Labeled area outline items
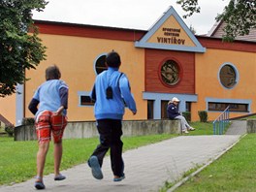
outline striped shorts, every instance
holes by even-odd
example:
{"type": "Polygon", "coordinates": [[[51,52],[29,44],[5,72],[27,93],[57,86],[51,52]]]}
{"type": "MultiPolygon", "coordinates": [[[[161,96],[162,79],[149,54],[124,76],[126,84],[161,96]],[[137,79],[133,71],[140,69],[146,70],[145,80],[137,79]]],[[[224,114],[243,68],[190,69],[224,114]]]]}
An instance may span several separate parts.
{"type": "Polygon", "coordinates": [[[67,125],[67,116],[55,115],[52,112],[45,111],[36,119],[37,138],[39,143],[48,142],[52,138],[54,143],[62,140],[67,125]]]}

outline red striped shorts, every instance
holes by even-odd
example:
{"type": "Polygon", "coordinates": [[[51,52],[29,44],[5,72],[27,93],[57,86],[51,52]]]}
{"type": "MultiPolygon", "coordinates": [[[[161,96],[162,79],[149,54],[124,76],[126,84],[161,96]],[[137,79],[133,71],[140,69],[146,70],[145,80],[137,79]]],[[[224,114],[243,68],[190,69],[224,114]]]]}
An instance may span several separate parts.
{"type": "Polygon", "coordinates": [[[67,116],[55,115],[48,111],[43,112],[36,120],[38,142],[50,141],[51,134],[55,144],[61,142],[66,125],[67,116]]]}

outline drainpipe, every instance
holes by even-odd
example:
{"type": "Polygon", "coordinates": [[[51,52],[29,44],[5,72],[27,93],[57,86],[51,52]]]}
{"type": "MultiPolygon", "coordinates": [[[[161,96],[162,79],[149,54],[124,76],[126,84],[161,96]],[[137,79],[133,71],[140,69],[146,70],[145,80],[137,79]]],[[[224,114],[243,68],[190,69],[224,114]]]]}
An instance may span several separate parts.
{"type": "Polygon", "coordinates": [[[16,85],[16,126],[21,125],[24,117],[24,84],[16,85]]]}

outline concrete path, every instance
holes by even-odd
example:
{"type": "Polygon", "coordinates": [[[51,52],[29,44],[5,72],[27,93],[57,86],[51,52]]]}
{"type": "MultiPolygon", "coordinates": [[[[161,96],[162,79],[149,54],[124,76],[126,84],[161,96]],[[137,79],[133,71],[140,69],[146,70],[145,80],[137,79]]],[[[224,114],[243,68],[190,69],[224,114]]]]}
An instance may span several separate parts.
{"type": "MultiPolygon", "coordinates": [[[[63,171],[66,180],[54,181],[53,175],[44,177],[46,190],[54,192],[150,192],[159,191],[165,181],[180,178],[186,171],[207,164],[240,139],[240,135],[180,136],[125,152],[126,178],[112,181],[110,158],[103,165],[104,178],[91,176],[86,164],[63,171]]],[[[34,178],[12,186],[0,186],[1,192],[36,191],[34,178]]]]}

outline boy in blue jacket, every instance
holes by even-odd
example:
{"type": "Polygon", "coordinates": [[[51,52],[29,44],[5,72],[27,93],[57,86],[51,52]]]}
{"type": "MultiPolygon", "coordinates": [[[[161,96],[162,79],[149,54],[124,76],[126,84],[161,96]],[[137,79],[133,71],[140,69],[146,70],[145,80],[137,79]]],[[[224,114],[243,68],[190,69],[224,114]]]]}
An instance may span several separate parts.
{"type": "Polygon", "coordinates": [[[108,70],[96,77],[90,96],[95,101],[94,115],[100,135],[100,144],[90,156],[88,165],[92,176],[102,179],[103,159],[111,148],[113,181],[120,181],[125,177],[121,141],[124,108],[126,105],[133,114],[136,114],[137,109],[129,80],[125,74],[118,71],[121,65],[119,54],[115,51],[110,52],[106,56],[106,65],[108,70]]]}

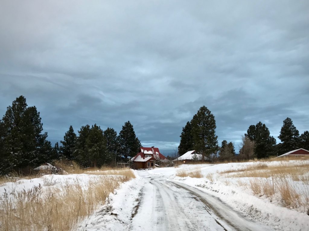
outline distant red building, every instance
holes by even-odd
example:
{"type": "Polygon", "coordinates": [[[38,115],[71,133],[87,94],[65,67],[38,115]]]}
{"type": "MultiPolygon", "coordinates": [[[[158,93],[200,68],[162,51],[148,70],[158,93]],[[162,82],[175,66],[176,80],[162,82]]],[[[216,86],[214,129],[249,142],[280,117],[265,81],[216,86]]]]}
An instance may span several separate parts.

Problem to solve
Output exactly the lines from the one containing "outline concrete path, every instance" through the last line of the records above, both included, and leave out the pictures.

Answer to the exercise
outline concrete path, every instance
holes by even-odd
example:
{"type": "Polygon", "coordinates": [[[51,52],[29,44],[5,72],[27,93],[57,86],[51,52]]]}
{"type": "MultiPolygon", "coordinates": [[[[161,96],[162,79],[149,54],[124,76],[126,84],[161,96]],[[137,79],[133,71],[140,69],[146,70],[145,80],[137,79]]],[[[224,114],[243,68],[190,69],[224,114]]]]}
An instance may span several separate parts.
{"type": "MultiPolygon", "coordinates": [[[[63,171],[66,180],[54,181],[53,175],[44,177],[46,190],[54,192],[150,192],[159,191],[165,181],[180,178],[186,171],[207,164],[240,139],[240,135],[180,136],[125,152],[126,178],[112,181],[110,158],[103,165],[104,178],[91,176],[86,164],[63,171]]],[[[34,178],[12,186],[0,186],[1,192],[36,191],[34,178]]]]}

outline boy in blue jacket, every instance
holes by even-odd
example:
{"type": "Polygon", "coordinates": [[[51,52],[29,44],[5,72],[27,93],[57,86],[51,52]]]}
{"type": "MultiPolygon", "coordinates": [[[[161,96],[162,79],[149,54],[124,76],[126,84],[161,96]],[[137,79],[133,71],[140,69],[146,70],[145,80],[137,79]]],[[[224,114],[243,68],[190,69],[224,114]]]]}
An instance may span several separate parts.
{"type": "Polygon", "coordinates": [[[108,70],[96,77],[90,96],[95,101],[94,115],[100,135],[100,144],[90,156],[88,165],[92,176],[102,179],[103,159],[111,148],[113,181],[120,181],[125,177],[121,141],[124,108],[126,105],[133,114],[136,114],[137,109],[129,80],[125,74],[118,71],[121,65],[119,54],[115,51],[110,52],[106,56],[106,65],[108,70]]]}

outline distant red building, every instance
holes by even-odd
example:
{"type": "Polygon", "coordinates": [[[38,115],[71,133],[87,94],[65,67],[38,115]]]}
{"type": "MultiPolygon", "coordinates": [[[[158,93],[200,68],[162,51],[148,70],[158,93]],[[162,82],[175,66],[176,80],[162,82]]],[[[216,86],[214,129],[249,142],[280,117],[265,81],[216,86]]]]}
An instance may span several separate parts.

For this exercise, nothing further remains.